▸ **TASK DIRECTIONS**: Copy nothing but the lines below running from the line containing "Target — number 6 on sign" through the line containing "Target — dark coat", both end lines included.

Segment Start: RECORDS SUPPLIED

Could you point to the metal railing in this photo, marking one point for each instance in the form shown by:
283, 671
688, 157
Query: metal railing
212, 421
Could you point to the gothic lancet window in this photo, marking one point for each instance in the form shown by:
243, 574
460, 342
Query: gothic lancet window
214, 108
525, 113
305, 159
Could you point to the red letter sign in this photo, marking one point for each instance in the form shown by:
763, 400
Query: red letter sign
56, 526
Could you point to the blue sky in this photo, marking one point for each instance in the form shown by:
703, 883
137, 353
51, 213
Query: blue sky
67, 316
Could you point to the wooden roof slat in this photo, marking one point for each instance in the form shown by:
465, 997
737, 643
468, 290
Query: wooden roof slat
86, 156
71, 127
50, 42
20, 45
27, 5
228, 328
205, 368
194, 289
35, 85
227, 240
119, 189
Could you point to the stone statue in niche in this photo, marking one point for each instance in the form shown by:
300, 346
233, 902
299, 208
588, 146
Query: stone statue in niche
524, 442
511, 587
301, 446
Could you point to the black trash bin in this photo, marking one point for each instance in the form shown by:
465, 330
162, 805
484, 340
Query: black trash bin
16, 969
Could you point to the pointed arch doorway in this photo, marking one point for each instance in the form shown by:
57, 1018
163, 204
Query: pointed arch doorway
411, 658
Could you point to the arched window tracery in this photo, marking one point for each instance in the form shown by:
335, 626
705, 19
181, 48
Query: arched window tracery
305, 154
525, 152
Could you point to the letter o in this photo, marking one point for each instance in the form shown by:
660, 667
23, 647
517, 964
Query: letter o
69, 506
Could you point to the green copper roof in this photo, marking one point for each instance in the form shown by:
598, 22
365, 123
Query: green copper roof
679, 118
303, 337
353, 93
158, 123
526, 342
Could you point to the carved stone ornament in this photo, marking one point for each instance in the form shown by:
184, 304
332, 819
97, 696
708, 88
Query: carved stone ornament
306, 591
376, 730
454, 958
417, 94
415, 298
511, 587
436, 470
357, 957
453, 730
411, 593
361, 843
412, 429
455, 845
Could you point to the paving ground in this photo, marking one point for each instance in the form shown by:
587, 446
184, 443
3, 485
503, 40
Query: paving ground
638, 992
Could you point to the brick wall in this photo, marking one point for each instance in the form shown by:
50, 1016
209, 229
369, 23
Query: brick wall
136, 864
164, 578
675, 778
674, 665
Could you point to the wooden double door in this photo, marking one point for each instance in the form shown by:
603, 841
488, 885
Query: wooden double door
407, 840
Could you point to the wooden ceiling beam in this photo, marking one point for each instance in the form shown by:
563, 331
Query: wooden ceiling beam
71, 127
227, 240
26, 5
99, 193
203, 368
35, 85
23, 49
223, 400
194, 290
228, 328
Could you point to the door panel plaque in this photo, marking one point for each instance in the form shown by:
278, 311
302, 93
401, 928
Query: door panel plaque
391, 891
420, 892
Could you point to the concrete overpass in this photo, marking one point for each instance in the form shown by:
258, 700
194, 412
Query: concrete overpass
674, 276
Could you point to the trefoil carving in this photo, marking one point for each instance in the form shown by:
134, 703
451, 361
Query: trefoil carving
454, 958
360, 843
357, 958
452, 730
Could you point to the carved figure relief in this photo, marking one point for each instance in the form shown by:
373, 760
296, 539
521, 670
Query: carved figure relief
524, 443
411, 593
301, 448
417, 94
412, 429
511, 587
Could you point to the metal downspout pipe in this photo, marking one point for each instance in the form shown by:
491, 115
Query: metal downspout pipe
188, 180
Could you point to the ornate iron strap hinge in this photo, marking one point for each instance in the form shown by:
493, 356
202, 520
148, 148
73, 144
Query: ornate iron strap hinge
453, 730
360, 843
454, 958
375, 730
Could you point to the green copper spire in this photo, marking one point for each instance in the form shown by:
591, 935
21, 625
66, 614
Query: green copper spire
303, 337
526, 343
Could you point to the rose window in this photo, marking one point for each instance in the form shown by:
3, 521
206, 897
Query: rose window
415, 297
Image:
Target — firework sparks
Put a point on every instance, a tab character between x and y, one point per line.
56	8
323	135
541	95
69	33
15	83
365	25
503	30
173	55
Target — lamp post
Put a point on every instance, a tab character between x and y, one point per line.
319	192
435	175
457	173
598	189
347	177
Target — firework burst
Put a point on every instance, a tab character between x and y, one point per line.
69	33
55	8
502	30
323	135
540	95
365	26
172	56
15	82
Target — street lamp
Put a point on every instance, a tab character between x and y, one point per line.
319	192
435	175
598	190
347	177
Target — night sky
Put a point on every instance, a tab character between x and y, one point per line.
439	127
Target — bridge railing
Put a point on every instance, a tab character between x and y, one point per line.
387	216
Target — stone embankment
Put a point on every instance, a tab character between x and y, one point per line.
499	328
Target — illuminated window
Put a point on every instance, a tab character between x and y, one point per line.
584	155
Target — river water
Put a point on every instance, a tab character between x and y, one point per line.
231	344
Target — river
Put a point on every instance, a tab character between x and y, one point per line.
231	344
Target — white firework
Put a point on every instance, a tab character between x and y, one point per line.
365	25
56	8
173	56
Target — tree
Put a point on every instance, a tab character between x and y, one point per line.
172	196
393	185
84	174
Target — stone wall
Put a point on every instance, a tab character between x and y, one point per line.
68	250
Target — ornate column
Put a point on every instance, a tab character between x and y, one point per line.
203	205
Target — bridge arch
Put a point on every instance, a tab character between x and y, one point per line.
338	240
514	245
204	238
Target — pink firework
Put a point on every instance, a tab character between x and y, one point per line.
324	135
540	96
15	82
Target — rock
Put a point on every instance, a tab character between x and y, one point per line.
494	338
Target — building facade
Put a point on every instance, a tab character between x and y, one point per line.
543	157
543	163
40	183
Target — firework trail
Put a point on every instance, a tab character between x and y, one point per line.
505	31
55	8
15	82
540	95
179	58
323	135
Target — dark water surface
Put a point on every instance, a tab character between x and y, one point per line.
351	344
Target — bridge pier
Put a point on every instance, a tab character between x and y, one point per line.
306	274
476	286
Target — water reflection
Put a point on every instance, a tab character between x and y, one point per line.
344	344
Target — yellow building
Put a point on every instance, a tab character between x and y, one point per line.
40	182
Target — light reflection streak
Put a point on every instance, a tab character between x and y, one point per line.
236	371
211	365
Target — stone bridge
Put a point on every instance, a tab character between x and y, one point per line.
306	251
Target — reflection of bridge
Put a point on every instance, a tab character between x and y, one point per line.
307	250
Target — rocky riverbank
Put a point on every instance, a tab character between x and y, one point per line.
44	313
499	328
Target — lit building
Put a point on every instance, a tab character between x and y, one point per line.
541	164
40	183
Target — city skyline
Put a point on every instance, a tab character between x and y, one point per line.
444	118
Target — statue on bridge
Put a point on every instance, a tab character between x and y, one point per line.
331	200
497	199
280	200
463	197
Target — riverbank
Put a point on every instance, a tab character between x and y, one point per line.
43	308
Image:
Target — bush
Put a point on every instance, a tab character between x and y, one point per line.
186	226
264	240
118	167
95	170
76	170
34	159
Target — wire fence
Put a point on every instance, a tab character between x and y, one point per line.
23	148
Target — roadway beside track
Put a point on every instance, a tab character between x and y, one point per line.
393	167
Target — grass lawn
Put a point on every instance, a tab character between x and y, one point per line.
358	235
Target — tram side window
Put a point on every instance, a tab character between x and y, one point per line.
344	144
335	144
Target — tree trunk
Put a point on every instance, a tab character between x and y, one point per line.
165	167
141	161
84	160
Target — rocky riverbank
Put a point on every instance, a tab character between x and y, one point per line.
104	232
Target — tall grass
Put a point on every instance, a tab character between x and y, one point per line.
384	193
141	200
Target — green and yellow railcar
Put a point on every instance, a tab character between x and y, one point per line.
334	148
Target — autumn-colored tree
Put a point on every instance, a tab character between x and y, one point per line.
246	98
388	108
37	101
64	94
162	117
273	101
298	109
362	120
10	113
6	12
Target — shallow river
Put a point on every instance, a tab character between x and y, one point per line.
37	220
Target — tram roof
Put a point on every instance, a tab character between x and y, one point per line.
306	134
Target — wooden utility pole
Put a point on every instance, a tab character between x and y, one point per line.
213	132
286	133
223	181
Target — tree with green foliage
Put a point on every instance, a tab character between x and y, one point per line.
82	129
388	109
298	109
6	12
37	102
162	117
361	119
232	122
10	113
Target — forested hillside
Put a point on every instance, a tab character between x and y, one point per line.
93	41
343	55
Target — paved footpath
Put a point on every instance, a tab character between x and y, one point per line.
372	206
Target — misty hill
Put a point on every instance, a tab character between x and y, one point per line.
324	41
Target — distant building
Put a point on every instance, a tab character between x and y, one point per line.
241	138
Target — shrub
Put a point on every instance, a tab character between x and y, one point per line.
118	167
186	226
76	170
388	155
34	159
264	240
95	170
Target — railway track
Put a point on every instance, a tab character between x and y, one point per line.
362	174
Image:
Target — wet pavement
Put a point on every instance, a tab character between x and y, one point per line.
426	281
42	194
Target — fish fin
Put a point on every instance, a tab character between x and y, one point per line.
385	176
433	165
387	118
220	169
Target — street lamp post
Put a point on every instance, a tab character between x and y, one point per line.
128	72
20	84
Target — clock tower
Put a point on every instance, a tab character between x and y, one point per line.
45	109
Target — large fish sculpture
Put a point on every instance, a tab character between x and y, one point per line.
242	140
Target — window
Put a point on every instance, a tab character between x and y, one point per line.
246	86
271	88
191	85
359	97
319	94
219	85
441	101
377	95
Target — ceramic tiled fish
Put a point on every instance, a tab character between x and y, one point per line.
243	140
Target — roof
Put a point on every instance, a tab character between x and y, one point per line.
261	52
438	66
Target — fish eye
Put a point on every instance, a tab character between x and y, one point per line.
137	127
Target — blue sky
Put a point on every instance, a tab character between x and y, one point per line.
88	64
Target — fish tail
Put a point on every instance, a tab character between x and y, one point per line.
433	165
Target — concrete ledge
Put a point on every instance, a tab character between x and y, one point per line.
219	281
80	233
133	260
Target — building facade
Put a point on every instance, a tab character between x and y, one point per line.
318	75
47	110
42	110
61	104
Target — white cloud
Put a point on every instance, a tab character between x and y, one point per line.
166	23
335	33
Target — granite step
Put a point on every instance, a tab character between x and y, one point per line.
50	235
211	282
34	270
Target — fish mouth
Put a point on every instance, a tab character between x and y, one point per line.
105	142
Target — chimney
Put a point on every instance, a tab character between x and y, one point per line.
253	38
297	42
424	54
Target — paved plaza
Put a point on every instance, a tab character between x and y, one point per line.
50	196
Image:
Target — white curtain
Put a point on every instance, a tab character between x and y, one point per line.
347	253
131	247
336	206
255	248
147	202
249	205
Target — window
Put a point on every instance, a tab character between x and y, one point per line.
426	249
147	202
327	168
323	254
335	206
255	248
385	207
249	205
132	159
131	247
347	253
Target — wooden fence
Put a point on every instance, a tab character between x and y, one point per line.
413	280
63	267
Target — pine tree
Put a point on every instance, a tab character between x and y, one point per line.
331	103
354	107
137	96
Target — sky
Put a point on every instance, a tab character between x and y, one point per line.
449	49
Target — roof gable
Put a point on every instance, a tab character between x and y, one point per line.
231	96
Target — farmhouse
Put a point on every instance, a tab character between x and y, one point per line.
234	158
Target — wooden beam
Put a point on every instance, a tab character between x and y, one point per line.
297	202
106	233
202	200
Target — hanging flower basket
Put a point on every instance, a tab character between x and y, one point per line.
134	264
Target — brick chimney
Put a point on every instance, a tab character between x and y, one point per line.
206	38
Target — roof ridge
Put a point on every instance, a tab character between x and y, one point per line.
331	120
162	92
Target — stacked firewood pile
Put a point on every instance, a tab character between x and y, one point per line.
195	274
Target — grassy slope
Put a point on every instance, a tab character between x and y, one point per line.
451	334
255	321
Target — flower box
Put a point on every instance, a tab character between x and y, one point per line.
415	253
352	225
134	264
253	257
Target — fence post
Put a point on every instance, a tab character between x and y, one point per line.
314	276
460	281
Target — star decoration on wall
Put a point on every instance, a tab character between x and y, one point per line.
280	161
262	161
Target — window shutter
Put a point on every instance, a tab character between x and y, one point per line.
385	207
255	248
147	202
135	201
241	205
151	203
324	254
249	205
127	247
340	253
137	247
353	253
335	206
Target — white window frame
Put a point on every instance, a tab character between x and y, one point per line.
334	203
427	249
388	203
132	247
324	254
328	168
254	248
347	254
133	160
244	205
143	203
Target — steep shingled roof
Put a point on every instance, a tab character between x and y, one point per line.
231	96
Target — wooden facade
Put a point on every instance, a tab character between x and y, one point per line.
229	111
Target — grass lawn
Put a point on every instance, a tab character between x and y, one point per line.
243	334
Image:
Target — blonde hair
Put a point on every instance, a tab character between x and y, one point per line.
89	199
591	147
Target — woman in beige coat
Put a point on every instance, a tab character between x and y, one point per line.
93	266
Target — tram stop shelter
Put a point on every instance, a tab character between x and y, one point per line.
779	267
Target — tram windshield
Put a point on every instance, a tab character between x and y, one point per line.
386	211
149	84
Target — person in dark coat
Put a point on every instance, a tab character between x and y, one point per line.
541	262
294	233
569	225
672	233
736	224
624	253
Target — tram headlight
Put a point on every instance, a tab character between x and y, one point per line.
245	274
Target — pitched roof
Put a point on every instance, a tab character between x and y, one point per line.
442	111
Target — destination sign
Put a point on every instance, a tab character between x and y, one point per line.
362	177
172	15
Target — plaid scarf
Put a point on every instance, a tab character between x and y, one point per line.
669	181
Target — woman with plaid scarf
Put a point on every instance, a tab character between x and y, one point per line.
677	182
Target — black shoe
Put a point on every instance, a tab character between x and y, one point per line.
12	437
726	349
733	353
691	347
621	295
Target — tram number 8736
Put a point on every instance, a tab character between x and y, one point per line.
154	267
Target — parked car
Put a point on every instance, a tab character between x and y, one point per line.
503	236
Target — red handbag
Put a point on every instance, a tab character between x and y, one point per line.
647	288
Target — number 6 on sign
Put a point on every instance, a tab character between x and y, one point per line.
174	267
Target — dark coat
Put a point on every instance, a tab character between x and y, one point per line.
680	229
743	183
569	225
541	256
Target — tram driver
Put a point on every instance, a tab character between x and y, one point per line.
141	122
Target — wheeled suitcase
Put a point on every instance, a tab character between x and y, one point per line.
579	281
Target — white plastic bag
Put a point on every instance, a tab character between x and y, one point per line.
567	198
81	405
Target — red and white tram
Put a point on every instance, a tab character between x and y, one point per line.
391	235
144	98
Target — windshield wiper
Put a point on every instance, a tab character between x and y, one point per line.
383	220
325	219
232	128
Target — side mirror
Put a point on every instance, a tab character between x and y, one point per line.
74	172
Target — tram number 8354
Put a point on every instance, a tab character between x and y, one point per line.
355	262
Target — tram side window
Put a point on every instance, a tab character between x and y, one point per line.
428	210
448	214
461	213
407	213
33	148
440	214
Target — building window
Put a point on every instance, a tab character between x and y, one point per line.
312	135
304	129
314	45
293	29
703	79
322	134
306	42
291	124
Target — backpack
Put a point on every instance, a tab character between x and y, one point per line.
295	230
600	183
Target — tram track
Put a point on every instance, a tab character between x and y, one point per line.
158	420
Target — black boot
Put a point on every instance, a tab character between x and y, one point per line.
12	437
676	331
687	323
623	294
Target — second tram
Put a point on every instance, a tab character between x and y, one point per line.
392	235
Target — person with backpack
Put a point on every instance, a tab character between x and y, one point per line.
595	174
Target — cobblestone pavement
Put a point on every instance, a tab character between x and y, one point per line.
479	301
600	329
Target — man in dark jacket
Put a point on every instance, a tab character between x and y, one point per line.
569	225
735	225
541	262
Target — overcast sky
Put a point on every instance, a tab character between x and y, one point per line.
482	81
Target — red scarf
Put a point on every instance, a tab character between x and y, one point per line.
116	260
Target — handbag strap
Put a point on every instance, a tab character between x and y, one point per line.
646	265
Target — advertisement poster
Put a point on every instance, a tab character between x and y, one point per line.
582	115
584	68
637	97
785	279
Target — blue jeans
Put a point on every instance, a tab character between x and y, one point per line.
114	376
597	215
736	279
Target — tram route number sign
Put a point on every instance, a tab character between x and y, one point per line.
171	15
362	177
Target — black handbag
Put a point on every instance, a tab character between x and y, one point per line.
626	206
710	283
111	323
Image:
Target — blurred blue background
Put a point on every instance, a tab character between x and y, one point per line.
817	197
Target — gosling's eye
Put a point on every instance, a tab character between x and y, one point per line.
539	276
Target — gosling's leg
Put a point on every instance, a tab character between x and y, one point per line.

Segment End: RECORDS SUPPLIED

▸ **RESPONSE AREA**:
Target — number 6 on sign
Put a point on every instance, a tab character between x and y, one point per line.
174	267
Target — dark coat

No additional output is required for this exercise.